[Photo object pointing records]
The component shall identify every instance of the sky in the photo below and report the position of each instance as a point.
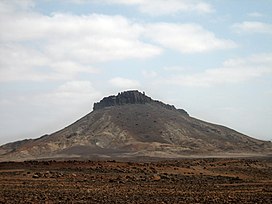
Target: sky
(58, 57)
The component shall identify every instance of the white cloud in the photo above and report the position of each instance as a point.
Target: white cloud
(149, 73)
(22, 63)
(167, 7)
(255, 14)
(252, 27)
(58, 47)
(186, 38)
(124, 83)
(232, 71)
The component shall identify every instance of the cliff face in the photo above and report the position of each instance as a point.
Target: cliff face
(127, 97)
(132, 97)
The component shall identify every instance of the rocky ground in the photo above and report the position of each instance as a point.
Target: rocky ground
(174, 181)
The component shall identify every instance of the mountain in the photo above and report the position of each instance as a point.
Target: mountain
(131, 125)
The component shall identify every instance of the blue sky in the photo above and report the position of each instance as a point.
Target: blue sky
(212, 58)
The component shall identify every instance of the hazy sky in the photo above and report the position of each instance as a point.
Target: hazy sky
(58, 57)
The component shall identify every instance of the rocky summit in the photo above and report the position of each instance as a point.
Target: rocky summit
(131, 125)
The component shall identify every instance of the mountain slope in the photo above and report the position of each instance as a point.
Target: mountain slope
(132, 124)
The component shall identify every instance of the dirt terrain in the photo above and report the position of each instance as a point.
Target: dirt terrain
(209, 180)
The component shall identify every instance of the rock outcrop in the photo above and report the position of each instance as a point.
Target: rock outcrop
(131, 97)
(127, 97)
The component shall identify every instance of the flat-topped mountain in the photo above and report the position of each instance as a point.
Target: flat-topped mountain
(131, 125)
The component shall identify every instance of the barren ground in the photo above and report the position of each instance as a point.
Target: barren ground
(209, 180)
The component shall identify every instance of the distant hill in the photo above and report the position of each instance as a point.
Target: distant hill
(131, 125)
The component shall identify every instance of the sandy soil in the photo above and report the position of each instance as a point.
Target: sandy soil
(174, 181)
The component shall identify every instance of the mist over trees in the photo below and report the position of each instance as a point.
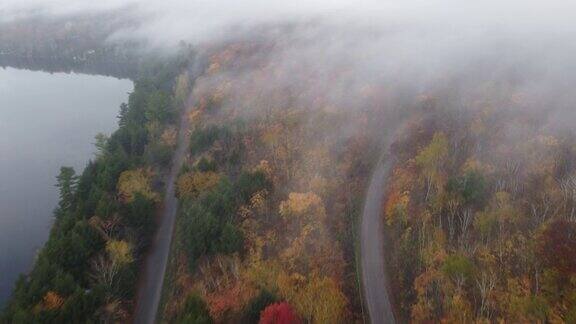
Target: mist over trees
(288, 120)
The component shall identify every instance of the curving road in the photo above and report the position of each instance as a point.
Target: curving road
(150, 285)
(374, 279)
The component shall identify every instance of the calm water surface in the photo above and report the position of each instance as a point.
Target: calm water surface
(46, 121)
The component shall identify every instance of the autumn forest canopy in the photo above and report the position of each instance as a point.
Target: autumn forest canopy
(275, 132)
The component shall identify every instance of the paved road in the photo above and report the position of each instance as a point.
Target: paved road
(374, 279)
(150, 286)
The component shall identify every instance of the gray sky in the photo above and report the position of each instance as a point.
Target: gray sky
(201, 19)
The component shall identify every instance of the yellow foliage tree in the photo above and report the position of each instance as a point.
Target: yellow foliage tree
(318, 298)
(431, 158)
(52, 300)
(191, 184)
(120, 252)
(134, 182)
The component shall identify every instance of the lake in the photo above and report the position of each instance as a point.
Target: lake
(46, 121)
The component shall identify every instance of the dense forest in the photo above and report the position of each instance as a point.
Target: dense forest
(268, 219)
(88, 268)
(479, 209)
(480, 214)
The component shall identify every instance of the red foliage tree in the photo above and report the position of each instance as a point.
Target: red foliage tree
(557, 246)
(279, 313)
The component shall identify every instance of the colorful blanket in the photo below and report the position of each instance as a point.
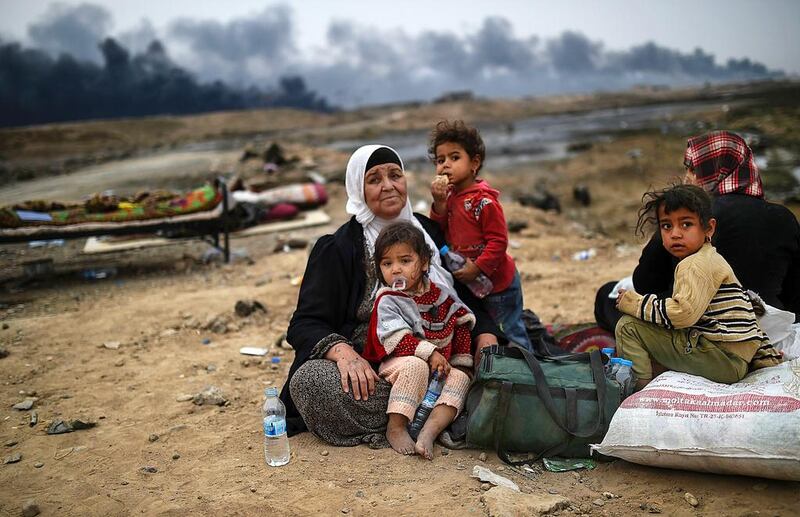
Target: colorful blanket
(581, 337)
(102, 210)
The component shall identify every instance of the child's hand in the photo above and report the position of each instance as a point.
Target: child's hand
(620, 294)
(440, 364)
(468, 273)
(439, 189)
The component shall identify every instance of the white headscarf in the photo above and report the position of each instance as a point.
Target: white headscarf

- [PROBLEM STATEMENT]
Starting at the line that contains "The component shall identify every instance of the lake", write out every line through the final line of the entries, word for word; skip any pictures.

- [TASK OUTPUT]
The component shall identify every instance of the lake in the photo above and report the position of each instance as a point.
Target: lake
(46, 121)
The component shall identify every instance of the dense forest in the photo above and report the position of each instance as a point.
Target: dense forest
(268, 219)
(88, 268)
(479, 209)
(480, 214)
The component shall identify every instance of the red foliage tree in the photo above and report the position of each instance as a point.
Target: red foliage tree
(557, 246)
(279, 313)
The component shall identify every instance of the colorful blanket in the photo below and report the position of each instance as a point.
Target: colorful blanket
(581, 337)
(102, 210)
The component shall identify every instance of the child's hand in the photo above and report the position of each instance as a point.
Target: child's hand
(620, 294)
(440, 364)
(468, 273)
(439, 189)
The component shall identify every instance of the white headscarf in the photo above and report the position of each instance as a point.
Target: white headscarf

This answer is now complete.